Aufgabe A »
Filtern Sie aus den Datensätzen jede Zeile heraus, die die Zeichenfolge „table“ enthält, und geben Sie diese Zeilen unverändert wieder.

Angezeigter Text »
07.07.2011 / Feuilleton / Seite 12
Cy Twombly gestorben
Seine Werke wurden für Millionenbeträge versteigert,
dennoch wurde der Maler Cy Twombly oft von denen seiner
berühmteren US-amerikanischen Freunde Jasper Johns und vor
allem Robert Rauschenberg in den Hintergrund gedrängt. Er
starb am Dienstag im Alter von 83 Jahren in Rom, wo er seit
Jahrzehnten lebte.
In seinen großformatigen abstrakten Gemälden vereinte
der 1928 als Edwin Parker Twombly geborene Künstler auf
organische Weise Malerei und Zeichentechniken, Kritzeleien,
Graffiti und Wörter, die er auf die Leinwände schrieb.

Aufgabe B »
Fahren Sie mit der oben stehenden Meldung zum Tod von Cy Twombly fort, beginnend direkt nach ihrem letzten Satz.

Übungsmaterial »
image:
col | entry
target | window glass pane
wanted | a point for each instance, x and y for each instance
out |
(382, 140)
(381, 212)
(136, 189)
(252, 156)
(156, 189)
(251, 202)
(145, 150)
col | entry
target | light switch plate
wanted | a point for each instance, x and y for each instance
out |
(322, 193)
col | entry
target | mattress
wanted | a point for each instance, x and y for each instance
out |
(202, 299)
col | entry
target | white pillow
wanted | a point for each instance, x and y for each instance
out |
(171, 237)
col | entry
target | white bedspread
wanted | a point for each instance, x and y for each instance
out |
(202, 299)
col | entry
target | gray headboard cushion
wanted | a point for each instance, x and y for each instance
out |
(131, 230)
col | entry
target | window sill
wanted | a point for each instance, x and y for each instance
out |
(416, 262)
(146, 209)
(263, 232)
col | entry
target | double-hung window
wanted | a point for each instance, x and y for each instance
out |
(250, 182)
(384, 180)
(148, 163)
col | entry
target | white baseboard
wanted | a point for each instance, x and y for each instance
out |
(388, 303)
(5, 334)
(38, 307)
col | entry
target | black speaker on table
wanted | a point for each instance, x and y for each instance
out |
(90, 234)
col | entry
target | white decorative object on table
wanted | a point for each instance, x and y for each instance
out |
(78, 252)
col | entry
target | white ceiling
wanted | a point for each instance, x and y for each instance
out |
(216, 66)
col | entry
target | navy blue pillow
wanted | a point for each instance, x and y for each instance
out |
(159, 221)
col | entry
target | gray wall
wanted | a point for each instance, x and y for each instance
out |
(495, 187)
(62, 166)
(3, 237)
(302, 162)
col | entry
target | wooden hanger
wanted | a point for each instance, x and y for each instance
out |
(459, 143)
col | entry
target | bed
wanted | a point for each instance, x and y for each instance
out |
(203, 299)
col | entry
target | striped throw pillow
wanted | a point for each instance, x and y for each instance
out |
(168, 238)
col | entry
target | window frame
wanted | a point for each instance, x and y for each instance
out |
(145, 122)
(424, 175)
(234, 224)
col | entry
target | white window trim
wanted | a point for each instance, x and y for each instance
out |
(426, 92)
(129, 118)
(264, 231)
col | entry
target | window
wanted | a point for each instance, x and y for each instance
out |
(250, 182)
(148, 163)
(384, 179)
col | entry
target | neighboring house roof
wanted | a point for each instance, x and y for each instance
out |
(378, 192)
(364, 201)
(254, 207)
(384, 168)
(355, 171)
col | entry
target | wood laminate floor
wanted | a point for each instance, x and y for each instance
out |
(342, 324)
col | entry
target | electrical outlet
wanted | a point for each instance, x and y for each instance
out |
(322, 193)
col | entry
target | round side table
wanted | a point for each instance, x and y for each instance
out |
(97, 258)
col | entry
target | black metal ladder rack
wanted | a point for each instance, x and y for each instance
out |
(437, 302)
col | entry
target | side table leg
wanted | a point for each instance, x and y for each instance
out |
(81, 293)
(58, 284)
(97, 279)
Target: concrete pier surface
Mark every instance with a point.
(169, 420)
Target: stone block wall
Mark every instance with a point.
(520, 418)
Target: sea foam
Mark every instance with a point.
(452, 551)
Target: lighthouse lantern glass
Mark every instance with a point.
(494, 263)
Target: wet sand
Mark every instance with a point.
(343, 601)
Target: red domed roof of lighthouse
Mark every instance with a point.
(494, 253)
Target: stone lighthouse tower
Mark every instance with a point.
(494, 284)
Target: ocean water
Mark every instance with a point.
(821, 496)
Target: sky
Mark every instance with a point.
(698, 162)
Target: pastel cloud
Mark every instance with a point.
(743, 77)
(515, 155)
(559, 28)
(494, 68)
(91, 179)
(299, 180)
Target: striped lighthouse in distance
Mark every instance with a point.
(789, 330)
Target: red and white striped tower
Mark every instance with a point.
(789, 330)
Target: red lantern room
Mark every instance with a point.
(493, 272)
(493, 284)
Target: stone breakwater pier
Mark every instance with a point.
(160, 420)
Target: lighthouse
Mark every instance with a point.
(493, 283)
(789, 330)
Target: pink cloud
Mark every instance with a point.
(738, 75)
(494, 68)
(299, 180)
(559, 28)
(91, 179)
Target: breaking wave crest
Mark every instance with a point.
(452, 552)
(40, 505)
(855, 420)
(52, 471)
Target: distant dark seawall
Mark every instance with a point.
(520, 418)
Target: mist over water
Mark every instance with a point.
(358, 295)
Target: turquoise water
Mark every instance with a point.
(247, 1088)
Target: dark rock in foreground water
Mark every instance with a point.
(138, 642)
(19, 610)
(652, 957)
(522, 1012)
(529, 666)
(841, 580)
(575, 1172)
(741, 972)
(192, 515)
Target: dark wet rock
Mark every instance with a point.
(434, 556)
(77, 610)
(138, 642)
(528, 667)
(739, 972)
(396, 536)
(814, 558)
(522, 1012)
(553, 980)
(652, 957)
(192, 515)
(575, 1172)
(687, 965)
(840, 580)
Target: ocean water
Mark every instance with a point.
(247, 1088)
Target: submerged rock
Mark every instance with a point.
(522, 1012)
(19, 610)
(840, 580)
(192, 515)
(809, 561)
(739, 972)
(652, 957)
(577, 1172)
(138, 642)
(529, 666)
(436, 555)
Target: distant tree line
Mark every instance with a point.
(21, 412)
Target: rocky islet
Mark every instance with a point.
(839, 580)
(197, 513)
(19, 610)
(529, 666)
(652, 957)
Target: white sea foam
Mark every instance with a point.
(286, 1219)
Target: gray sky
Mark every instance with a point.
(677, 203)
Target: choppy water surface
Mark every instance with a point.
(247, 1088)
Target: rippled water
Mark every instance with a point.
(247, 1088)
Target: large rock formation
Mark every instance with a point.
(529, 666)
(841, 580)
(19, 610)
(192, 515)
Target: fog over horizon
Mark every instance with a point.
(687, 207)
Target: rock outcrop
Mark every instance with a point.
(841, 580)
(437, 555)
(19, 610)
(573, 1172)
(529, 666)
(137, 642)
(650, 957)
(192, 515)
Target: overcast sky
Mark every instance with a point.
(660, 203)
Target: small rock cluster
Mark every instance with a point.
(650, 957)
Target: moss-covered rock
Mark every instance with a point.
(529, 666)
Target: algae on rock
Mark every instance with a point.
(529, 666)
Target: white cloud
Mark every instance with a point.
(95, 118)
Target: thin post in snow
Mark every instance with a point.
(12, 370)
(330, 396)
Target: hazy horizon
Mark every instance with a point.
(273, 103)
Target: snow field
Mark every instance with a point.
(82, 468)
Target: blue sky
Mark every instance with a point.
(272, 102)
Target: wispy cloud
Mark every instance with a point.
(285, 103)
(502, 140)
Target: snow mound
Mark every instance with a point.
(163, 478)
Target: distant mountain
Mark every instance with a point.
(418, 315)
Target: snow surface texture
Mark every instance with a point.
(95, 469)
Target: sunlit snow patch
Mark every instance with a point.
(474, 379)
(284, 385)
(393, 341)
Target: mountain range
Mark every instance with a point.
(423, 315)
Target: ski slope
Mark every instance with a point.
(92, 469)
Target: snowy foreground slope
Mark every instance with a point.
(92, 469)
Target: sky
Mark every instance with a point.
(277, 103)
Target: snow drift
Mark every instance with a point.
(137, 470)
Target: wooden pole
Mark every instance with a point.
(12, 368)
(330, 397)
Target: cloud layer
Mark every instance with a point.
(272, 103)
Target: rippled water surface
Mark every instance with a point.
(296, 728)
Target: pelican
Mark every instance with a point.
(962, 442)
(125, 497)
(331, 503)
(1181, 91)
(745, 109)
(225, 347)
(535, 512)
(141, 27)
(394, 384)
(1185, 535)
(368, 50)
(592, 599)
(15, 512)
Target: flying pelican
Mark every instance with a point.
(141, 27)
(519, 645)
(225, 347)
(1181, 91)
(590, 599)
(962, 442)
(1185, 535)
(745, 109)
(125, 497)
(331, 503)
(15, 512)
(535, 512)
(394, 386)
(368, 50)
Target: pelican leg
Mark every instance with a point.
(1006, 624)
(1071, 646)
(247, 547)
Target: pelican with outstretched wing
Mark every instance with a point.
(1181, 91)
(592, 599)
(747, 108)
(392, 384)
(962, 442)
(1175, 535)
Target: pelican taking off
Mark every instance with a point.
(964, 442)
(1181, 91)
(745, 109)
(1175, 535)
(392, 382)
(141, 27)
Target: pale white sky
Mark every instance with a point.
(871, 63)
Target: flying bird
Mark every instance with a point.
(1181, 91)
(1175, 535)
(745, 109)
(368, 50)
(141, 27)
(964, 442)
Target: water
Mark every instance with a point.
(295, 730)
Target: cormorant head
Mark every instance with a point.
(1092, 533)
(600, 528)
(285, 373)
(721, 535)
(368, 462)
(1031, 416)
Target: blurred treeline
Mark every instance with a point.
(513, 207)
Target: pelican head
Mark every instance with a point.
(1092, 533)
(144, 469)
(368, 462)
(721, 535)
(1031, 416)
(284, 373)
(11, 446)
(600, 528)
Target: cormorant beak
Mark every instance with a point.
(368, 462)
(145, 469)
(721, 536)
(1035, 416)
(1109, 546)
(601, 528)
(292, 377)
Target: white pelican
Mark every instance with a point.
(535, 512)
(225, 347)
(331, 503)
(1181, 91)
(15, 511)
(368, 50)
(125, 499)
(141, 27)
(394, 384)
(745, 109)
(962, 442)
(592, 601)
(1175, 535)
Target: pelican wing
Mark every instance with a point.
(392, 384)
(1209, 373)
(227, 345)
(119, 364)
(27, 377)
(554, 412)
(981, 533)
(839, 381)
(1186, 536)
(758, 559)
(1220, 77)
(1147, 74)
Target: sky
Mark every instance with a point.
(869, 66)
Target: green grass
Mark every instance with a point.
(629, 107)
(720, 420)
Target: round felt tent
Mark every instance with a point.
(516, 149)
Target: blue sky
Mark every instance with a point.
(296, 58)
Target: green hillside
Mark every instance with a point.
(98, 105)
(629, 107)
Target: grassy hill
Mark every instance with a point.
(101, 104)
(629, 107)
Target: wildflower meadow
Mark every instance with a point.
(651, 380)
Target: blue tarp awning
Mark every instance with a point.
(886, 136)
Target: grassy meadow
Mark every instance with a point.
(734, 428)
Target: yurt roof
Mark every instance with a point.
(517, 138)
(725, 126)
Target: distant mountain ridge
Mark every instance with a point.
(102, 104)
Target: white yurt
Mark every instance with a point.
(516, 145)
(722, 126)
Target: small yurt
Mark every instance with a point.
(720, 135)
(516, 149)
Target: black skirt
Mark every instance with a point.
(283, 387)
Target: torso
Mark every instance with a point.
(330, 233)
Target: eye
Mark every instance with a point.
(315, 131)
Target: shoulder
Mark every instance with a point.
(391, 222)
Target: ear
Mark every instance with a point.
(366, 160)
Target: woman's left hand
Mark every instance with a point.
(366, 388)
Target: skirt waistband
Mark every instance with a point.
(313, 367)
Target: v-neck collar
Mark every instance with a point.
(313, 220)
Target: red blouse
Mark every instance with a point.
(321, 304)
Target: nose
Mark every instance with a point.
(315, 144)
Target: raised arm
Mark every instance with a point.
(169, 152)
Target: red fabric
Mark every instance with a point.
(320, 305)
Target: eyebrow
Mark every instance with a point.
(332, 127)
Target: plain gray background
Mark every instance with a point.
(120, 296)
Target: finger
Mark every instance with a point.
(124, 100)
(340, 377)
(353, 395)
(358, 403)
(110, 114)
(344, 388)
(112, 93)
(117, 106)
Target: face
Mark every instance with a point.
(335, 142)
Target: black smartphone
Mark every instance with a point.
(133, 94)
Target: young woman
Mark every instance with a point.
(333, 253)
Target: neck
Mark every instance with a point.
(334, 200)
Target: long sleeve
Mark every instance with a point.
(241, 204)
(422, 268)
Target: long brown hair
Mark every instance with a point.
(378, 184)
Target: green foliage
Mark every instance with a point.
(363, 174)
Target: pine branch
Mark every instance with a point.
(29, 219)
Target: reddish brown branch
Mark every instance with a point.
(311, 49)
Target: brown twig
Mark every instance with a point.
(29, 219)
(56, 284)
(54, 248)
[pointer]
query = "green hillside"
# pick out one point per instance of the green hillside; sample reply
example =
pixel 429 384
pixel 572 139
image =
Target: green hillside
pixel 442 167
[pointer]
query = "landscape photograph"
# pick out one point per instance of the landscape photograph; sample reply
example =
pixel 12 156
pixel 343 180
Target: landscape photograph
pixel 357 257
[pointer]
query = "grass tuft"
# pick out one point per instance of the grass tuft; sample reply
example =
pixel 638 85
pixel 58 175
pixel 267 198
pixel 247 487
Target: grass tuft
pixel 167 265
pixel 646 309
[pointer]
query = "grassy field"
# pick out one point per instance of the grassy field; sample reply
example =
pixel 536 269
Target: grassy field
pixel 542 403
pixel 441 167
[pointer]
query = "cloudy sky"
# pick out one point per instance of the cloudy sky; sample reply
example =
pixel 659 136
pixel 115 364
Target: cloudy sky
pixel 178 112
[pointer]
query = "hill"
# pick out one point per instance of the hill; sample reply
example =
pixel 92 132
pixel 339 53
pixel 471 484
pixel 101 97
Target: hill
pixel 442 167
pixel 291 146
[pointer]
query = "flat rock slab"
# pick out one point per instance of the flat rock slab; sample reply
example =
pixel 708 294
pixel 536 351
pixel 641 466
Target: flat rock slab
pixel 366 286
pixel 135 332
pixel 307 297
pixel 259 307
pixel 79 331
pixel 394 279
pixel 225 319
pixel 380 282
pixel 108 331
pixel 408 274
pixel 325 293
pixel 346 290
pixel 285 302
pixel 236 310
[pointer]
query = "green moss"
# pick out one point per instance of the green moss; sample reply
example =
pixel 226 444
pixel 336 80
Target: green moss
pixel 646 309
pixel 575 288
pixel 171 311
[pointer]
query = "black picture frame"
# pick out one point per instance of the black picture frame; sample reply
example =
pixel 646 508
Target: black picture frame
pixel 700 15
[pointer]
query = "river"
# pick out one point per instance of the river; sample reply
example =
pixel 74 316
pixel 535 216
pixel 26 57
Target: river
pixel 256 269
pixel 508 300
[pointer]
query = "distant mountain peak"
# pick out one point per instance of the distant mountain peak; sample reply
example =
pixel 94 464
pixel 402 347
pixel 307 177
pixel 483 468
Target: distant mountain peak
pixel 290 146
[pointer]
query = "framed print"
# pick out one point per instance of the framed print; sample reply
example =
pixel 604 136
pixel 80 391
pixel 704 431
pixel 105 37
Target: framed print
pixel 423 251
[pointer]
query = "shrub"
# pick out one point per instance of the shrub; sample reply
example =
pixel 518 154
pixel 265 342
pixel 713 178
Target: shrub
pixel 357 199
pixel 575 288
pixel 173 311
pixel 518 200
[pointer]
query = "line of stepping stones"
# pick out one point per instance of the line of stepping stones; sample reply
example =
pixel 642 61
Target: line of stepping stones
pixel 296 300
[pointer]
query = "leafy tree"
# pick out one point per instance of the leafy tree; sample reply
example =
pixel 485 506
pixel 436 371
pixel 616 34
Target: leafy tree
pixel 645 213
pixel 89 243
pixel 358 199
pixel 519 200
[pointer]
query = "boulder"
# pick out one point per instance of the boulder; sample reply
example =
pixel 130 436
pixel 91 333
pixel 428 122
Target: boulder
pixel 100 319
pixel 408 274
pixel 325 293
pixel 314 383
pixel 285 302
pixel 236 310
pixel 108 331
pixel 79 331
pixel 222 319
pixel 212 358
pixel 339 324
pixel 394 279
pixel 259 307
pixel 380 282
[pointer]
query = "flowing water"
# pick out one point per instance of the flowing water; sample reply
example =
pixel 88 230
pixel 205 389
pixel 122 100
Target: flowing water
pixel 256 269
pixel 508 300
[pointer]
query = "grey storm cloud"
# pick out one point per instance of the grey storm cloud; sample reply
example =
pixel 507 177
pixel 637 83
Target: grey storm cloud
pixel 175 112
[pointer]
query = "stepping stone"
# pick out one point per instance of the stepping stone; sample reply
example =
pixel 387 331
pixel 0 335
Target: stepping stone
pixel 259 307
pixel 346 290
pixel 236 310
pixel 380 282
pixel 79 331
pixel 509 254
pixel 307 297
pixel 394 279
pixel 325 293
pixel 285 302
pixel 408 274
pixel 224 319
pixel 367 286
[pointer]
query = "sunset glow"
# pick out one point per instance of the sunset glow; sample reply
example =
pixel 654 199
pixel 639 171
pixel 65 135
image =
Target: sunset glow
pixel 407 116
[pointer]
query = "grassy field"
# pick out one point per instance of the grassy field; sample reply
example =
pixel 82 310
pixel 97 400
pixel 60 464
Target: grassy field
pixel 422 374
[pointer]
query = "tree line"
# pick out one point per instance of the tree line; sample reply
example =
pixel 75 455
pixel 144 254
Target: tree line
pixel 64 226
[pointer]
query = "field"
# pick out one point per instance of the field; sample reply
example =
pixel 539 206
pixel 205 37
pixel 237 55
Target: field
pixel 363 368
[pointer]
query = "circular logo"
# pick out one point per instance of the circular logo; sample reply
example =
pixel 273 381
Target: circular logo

Richtige Antwort A »
target | black speaker on table
target | white decorative object on table
target | round side table
target | side table leg

Richtige Antwort B »
Seine Inspiration bezog er dabei vielfach aus der römischen
und griechischen Antike und Mythologie. In seiner Anfangszeit wurde
der schüchterne Künstler der zweiten Generation des
abstrakten Expressionismus zugeordnet; betrachtet man aber sein
Gesamtwerk, dann ist es nicht so einfach. Tatsächlich schuf er
seine eigene, rätselhafte und sehr intime Bilderwelt, was er
auch in seinen Skulpturen fortsetzte, die er 2001 erstmals in
großem Rahmen ausstellte.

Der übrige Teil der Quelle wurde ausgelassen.